▸ WORK TO BE COMPLETED
Rewrite everything from the row containing "get_box(climbing rope)" down to the row containing "[184,0,500,281]", replacing "boat" with "vessel" and leaving all else unchanged. Give only those rows.

▸ RECORDS PROVIDED
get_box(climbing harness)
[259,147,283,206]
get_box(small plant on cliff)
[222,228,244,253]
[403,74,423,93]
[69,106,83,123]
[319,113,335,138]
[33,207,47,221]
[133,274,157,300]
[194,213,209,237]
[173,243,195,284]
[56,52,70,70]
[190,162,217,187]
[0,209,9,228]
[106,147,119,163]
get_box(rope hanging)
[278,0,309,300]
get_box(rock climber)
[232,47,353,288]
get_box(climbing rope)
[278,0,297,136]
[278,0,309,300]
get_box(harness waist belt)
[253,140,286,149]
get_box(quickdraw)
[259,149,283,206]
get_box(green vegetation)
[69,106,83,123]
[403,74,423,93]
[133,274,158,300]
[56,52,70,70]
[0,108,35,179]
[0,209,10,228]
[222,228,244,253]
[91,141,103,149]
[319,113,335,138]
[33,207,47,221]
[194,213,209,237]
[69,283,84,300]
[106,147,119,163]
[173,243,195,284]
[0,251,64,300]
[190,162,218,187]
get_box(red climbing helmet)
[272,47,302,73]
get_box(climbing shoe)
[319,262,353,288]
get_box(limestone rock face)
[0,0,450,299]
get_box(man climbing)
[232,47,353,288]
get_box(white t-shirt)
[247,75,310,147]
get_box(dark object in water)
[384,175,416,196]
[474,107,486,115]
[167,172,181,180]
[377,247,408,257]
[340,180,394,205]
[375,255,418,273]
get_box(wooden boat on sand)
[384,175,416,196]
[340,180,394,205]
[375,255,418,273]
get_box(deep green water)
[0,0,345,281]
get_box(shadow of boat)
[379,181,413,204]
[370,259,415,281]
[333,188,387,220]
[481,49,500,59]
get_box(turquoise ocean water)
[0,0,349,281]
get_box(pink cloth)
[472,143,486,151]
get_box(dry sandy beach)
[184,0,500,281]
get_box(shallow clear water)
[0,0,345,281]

* * *

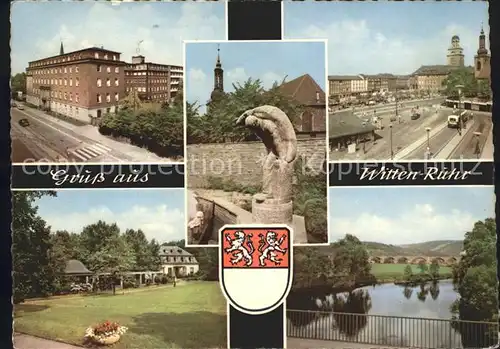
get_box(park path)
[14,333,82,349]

--

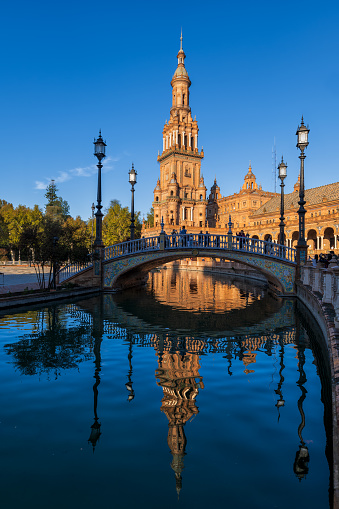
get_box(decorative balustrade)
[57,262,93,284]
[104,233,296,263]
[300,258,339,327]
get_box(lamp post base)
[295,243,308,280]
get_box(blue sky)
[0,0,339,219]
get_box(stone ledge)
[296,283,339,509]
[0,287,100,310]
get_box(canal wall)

▸ TASK RESPONSE
get_box(climbing rope)
[278,0,297,136]
[278,0,309,300]
get_box(harness waist belt)
[253,140,286,149]
get_box(quickdraw)
[259,149,283,206]
get_box(green vegetation)
[69,106,83,123]
[403,74,423,93]
[133,274,158,300]
[56,52,70,70]
[0,108,35,179]
[0,209,10,228]
[222,228,244,253]
[91,141,103,149]
[319,113,335,138]
[33,207,47,221]
[194,213,209,237]
[69,283,84,300]
[106,147,119,163]
[173,243,195,284]
[0,251,64,300]
[190,162,218,187]
get_box(red climbing helmet)
[272,47,302,73]
get_box(climbing shoe)
[319,262,353,288]
get_box(limestone rock face)
[0,0,450,299]
get_box(man climbing)
[232,47,353,288]
get_box(white t-shirt)
[247,75,310,147]
get_box(dark object in water)
[384,175,416,196]
[474,107,486,115]
[167,172,181,180]
[377,247,408,257]
[340,180,394,205]
[375,255,418,273]
get_box(wooden vessel on sand)
[384,175,416,196]
[340,180,394,205]
[375,255,418,273]
get_box(deep green water)
[0,0,345,281]
get_box(shadow of vessel)
[379,181,413,204]
[370,259,415,281]
[333,188,387,220]
[481,49,500,59]
get_box(turquoise ocean water)
[0,0,349,281]
get_box(pink cloth)
[472,143,486,151]
get_box(dry sandy beach)
[184,0,500,281]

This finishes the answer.